Extrait fourni:
"""

De retour. À vrai dire, j'aurais voulu revenir le

De retour.

À vrai dire, j'aurais voulu revenir le 10 décembre dernier, le jour des funérailles nationales célébrées en l'honneur d'un ...joueur de hockey ! Un-joueur-de-hockey ! Il fallait entendre les réactions des citoyens en larmes, qui ont défilé par centaines (dont le Premier ministre, excusez du peu) devant le cercueil de Jean Béliveau: un "héros" qui "incarnait la confiance et l'élégance", "un homme exceptionnel" etc. Une semaine entière, ça a duré. Une semaine à entendre les bulletins d'info commencer par les louanges d'un type qui aura passé sa vie à taquiner la rondelle* avec son bâton*, et qui pour ses hauts faits s'est vu ériger une statue en bronze:

Jean Béliveau_statue

Mais depuis le 7 janvier, pas moyen de revenir ici, parce que j'aurais fait comme comme vous, comme tout le monde et comme chez nous: je n'aurais pu parler que des facteurs qui sont à l'origine des intégrismes, du sang versé, de la barbarie, de l'ignorance et de la Marseillaise au Palais-Bourbon. Pas envie. Mais je voudrais quand même parler de l'immense solitude d'une qui a vécu ces événements de loin, et qui ne pouvait partager son émotion avec personne d'ici parce que le Québécois lambda, je vous le dis, se préoccupait bien plus de la baisse du prix du baril ("bari") de pétrole que de ce qui s'est passé pendant  la semaine tragique. Je ne m'en relève pas.

* palet

*crosse

*          *

*

Se trouver loin de la France, c'était difficile, alors au bureau j'étais vissée à France-Info, collée au fil du Monde, sous perfusion. Aucune de mes collègues - tout-à-fait charmantes au demeurant - n'a compris ce qui se passait, ni n'a seulement eu l'idée de se renseigner dans une presse autre que celle distribuée gratis dans le métro ni d'écouter une radio non commerciale. Quand je parle de solitude, imaginez-vous qu'en me rendant au premier rassemblement sur le parvis de la Mairie j'étais la seule dans le métro à porter le "Je suis Charlie" épinglé sur mon sac à dos. Un passant m'a gentiment demandé si je le savais, au cas où quelqu'un m'aurait fait une blague genre Poisson d'avril.

Et puis une fois arrivée, puis quand je me suis trouvée avec Zig, Iris et Joséphine parmi les centaines de personnes qui affluaient devant le Consulat par moins 30, le malaise s'est aussitôt dissipé. Pour renaître le lendemain matin au bureau: pas un mot, pas un commentaire, pas une question, pas une conversation sur le sujet qui secouait l'actualité. Rien ! (j'exagère: ma collègue Thérèse est venue me demander si j'avais participé au rassemblement, et ça a été tout. La même Thérèse dont les imitations de "Nouârs" et de "Musulmans" suscitent l'hilarité de mes compagnes de bureau...) Avec une prof que mon affichette accrochée sur ma lampe étonnait, nous avons brièvement causé de l'intervention de Cyrulnik sur les ondes de RadioCanada, mais quand j'ai évoqué le problème de la laïcité elle s'est détournée avec gêne: on ne parle pas de cela ici, c'est un réel thème de discorde. Quant aux étudiants... Iris me disait que dans sa fac (Communication) les gens en parlaient, mais mes étudiants en maîtrise et doctorat de Psycho n'étaient vraiment pas perturbés par ce qui se passait.

"""

Liste des données:
"""

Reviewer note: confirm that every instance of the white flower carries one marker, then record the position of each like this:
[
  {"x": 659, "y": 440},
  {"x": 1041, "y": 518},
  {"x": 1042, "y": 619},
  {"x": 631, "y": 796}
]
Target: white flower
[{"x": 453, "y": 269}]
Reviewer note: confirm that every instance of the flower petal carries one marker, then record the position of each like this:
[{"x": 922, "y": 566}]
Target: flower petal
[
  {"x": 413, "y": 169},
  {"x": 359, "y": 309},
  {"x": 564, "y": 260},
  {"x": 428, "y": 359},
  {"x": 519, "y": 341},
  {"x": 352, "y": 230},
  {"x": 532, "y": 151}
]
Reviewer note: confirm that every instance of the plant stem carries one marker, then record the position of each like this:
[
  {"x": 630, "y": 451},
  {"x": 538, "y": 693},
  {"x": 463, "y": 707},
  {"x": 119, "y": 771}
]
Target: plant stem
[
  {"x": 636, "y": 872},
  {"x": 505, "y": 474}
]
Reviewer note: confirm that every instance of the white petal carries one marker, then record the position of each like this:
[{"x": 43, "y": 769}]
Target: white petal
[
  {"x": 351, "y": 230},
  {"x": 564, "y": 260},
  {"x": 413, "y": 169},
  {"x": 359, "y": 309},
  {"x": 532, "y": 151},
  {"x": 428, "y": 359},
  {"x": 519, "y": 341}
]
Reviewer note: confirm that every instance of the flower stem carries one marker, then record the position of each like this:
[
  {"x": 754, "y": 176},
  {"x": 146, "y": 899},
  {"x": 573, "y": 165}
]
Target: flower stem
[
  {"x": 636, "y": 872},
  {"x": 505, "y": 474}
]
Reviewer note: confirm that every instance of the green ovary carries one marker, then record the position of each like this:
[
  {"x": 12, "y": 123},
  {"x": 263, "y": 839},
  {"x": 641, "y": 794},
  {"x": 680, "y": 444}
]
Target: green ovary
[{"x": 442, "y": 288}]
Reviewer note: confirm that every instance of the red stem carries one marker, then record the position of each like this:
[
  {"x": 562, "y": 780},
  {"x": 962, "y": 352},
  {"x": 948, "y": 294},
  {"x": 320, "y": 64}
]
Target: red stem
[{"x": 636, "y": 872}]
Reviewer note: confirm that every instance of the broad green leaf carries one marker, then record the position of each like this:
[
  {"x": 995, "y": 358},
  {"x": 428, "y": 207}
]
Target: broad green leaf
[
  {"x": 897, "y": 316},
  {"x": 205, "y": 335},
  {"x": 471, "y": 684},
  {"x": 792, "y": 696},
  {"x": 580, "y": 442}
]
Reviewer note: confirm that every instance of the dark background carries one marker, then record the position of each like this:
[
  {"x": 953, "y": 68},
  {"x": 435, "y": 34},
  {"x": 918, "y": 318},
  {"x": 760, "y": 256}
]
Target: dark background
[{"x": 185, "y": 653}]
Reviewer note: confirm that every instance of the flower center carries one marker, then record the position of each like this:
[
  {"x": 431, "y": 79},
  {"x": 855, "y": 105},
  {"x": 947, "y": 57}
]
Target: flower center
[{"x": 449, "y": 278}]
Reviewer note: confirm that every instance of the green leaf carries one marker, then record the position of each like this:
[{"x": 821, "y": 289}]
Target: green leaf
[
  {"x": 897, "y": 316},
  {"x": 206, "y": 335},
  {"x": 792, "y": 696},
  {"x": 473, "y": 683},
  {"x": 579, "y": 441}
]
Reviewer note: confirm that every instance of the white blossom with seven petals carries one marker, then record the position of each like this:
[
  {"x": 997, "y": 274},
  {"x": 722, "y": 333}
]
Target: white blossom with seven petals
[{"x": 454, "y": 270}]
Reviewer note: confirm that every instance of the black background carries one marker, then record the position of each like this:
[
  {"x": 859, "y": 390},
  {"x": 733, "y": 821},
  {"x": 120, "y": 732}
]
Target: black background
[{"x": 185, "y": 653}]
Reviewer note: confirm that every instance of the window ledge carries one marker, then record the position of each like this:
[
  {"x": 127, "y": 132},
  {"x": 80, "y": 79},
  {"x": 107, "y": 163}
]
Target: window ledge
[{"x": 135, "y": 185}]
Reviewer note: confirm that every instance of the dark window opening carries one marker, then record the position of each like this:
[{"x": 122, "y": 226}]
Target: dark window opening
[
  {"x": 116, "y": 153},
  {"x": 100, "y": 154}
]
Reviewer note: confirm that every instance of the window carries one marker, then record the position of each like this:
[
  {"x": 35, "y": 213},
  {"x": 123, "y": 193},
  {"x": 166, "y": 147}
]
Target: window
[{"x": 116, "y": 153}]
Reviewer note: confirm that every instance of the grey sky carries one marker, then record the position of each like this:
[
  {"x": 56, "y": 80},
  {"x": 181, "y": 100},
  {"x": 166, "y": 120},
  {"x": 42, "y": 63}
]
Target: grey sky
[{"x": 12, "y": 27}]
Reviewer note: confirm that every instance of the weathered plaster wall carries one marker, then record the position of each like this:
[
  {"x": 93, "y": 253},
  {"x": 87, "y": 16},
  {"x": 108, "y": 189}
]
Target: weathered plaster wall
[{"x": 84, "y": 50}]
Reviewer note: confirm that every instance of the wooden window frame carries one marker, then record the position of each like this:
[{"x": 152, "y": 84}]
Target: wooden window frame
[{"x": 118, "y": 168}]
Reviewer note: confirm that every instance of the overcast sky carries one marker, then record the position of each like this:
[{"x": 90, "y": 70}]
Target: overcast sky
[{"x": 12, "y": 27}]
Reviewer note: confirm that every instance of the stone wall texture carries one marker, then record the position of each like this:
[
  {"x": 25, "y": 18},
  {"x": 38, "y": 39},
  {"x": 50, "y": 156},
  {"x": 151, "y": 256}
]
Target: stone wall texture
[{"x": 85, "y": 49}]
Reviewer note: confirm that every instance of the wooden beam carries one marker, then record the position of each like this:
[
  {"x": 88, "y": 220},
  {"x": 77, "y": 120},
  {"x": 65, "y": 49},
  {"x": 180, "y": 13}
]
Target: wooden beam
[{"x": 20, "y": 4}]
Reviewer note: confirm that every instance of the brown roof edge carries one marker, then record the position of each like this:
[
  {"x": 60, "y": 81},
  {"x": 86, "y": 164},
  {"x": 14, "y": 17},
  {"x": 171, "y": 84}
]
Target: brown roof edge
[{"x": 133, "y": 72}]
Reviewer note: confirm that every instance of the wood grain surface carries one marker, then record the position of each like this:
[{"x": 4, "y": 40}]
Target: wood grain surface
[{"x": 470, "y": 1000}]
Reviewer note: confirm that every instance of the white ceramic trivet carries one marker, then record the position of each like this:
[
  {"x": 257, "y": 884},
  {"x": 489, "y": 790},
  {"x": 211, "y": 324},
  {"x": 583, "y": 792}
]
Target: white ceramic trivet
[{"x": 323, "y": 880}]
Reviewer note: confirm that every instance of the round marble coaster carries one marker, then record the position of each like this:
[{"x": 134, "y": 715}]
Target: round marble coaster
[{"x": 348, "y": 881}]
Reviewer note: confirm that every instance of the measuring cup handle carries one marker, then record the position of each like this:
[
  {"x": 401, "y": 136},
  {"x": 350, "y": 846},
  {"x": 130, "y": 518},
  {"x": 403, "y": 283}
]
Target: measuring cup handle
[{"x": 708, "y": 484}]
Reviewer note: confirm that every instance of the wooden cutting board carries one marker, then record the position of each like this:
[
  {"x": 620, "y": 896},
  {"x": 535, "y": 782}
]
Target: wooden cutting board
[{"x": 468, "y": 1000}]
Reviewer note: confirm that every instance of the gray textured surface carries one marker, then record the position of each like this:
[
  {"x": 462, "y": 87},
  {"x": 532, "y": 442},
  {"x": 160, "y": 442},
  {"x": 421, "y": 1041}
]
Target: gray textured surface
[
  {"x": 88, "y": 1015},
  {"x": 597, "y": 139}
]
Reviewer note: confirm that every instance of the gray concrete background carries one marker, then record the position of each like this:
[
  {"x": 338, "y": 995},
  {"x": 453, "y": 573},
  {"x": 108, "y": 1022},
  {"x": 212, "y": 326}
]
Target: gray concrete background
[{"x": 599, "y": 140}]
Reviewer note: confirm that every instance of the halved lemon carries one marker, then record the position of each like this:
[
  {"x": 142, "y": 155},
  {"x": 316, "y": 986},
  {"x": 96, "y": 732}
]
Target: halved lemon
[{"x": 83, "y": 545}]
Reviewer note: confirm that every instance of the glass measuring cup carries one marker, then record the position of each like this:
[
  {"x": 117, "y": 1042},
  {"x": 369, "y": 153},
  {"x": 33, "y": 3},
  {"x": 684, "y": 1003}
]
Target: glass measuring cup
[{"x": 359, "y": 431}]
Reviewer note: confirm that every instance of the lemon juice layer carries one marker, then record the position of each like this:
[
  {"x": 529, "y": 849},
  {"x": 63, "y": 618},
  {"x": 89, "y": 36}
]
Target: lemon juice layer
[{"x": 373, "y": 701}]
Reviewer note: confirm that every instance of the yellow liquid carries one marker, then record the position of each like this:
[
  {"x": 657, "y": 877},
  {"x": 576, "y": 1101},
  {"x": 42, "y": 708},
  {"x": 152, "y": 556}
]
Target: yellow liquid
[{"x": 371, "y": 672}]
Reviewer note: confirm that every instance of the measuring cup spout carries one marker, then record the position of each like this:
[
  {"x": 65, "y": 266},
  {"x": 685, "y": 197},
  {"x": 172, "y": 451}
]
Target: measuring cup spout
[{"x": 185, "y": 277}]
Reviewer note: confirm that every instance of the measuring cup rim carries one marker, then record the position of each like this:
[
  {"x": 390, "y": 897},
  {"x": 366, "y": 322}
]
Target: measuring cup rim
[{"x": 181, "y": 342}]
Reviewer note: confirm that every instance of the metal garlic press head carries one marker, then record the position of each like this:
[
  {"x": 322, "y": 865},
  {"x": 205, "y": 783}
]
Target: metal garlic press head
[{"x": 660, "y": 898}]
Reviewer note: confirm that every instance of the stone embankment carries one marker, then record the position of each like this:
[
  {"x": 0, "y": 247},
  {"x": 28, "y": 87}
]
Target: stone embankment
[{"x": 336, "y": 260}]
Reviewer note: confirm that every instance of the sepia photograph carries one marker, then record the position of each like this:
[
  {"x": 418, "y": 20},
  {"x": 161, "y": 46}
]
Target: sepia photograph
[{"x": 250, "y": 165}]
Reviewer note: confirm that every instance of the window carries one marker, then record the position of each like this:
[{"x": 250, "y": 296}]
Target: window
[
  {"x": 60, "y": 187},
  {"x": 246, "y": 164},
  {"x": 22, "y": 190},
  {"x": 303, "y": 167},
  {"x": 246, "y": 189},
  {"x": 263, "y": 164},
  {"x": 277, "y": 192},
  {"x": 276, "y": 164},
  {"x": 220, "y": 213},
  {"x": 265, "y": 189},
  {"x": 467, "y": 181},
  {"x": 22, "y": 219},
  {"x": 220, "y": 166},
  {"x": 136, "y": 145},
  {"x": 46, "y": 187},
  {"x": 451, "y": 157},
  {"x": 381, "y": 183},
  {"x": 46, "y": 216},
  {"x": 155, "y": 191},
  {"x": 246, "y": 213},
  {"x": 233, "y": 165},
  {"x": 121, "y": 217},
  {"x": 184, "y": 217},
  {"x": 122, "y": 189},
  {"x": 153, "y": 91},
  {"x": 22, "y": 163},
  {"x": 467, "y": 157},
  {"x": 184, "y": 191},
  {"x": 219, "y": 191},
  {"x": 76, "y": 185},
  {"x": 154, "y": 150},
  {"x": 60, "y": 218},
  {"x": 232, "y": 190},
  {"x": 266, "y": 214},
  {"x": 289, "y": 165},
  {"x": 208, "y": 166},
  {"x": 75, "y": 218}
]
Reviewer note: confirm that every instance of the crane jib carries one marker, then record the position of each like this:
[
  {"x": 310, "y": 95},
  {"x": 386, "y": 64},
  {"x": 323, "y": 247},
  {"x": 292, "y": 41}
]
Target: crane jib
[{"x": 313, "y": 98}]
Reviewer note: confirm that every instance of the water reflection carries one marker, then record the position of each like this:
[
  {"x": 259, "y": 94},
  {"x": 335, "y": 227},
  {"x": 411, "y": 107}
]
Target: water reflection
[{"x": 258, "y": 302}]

"""

Travail demandé: Selon l'extrait fourni, quel jour ont été célébrées les funérailles nationales de Jean Béliveau ?

Bonne réponse: Le 10 décembre.